Precisely because of their humanity and wit, Many of Hughes’ movies are still as startling, twenty years on, as the Union Jack on the back of Bueller’s bedroom door, the posters on his walls for Blancmange and Cabaret Voltaire – and a glam Bryan Ferry puckering up over his bed. Matthew Broderick’s intoxicating mixture of all-American, unblinking, huckstering confidence - and Anglo, coquettish flamboyance is inconceivable in a lead Hollywood actor in a teen movie today. It would be loudly dismissed as ‘too gay!’.
The famous parade scene where he jumps on a parade float and mimes to a 1961 recording of fey Wayne Newton crooning ‘Danke Schoen’ like a Vegas Marlene Dietrich, and then to the Beatles’ deliriously, adenoidally sexy ‘Twist and Shout’ (from the previous Britpop invasion of John Hughes’ own youth) – while everyone in Hughes’ hometown of Chicago, black and white, male and female, young and old, falls in love with him, is nothing less than a dreamy pop cultural epiphany.
It was a false one, however. The future, as we now know, belonged not to sentimental, art-loving, anglophile, androgynous Ferris in a stolen red 1961 250GT Ferrari Spyder (which, quite appropriately, was actually a glass fibre fake, with a British MG sports car underneath). But rather to ruthless career-planner and Reaganite Republican Maverick in an all-American F-14 Grumman Tomcat.
Top Gun and Tom Cruise were launched into the stratosphere by steam catapult the previous year, in 1985 – the same year as The Breakfast Club kids were chewing their fingernails and wondering, oh-so-deliciously, what they were going to do with their fucked-up lives.

**YOUR TASK**
Reproduce the passage above about John Hughes' movies word for word, from start to finish.

**PROVIDED RECORDS**
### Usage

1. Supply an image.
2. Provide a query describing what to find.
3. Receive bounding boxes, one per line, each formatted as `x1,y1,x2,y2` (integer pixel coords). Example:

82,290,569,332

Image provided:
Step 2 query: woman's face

**EXERCISE ANSWER**
Precisely because of their humanity and wit, Many of Hughes’ movies are still as startling, twenty years on, as the Union Jack on the back of Bueller’s bedroom door, the posters on his walls for Blancmange and Cabaret Voltaire – and a glam Bryan Ferry puckering up over his bed. Matthew Broderick’s intoxicating mixture of all-American, unblinking, huckstering confidence - and Anglo, coquettish flamboyance is inconceivable in a lead Hollywood actor in a teen movie today. It would be loudly dismissed as ‘too gay!’.
The famous parade scene where he jumps on a parade float and mimes to a 1961 recording of fey Wayne Newton crooning ‘Danke Schoen’ like a Vegas Marlene Dietrich, and then to the Beatles’ deliriously, adenoidally sexy ‘Twist and Shout’ (from the previous Britpop invasion of John Hughes’ own youth) – while everyone in Hughes’ hometown of Chicago, black and white, male and female, young and old, falls in love with him, is nothing less than a dreamy pop cultural epiphany.
It was a false one, however. The future, as we now know, belonged not to sentimental, art-loving, anglophile, androgynous Ferris in a stolen red 1961 250GT Ferrari Spyder (which, quite appropriately, was actually a glass fibre fake, with a British MG sports car underneath). But rather to ruthless career-planner and Reaganite Republican Maverick in an all-American F-14 Grumman Tomcat.
Top Gun and Tom Cruise were launched into the stratosphere by steam catapult the previous year, in 1985 – the same year as The Breakfast Club kids were chewing their fingernails and wondering, oh-so-deliciously, what they were going to do with their fucked-up lives.